-------- Given data
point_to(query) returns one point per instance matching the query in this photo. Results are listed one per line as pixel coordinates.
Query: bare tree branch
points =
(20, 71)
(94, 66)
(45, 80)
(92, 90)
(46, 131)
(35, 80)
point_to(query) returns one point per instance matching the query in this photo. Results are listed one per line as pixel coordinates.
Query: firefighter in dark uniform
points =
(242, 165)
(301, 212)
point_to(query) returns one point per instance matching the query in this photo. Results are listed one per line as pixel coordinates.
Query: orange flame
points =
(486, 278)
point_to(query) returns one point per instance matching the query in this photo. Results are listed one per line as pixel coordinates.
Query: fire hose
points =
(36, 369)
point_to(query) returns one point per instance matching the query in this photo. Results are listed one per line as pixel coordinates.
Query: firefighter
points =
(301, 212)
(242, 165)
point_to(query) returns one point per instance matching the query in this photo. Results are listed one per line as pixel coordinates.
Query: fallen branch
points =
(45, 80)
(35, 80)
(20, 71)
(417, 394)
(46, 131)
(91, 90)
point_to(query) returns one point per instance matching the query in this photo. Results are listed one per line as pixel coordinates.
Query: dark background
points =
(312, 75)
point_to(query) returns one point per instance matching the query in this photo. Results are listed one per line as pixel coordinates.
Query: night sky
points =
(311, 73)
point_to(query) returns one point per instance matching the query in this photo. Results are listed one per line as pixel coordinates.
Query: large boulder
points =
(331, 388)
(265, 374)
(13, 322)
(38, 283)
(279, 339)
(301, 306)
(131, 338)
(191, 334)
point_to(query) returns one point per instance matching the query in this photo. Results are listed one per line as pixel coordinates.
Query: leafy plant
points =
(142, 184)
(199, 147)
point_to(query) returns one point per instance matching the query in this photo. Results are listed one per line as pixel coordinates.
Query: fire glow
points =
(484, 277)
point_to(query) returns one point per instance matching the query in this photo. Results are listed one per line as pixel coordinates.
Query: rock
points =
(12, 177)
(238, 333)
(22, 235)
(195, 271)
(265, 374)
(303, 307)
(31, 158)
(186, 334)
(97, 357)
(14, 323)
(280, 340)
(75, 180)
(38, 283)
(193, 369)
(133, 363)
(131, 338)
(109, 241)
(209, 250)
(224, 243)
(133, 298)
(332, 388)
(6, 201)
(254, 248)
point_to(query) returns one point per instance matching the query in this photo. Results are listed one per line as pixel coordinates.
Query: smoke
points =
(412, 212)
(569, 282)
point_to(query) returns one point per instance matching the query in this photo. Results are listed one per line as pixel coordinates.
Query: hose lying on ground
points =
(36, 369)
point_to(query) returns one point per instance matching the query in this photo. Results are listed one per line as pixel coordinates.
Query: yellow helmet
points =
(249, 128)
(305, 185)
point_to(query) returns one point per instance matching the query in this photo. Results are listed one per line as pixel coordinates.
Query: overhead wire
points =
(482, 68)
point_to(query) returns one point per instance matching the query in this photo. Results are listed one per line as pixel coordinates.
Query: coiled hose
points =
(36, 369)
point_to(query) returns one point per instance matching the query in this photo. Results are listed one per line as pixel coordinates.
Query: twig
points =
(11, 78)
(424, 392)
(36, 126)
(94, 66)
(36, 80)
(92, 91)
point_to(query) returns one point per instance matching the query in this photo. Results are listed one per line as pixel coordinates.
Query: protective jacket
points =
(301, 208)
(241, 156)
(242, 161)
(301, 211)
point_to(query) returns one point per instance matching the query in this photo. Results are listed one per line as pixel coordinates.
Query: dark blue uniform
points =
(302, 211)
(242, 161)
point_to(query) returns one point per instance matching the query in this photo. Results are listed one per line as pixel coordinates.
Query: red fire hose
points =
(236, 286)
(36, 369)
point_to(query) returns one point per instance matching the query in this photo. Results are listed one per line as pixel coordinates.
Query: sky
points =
----------------
*Work to be completed:*
Show each line of the listing that contains the string "hose", treating uppercase and lowercase letters as different.

*Answer for the task:*
Query: fire hose
Query: hose lying on ground
Query: coiled hose
Query: red fire hose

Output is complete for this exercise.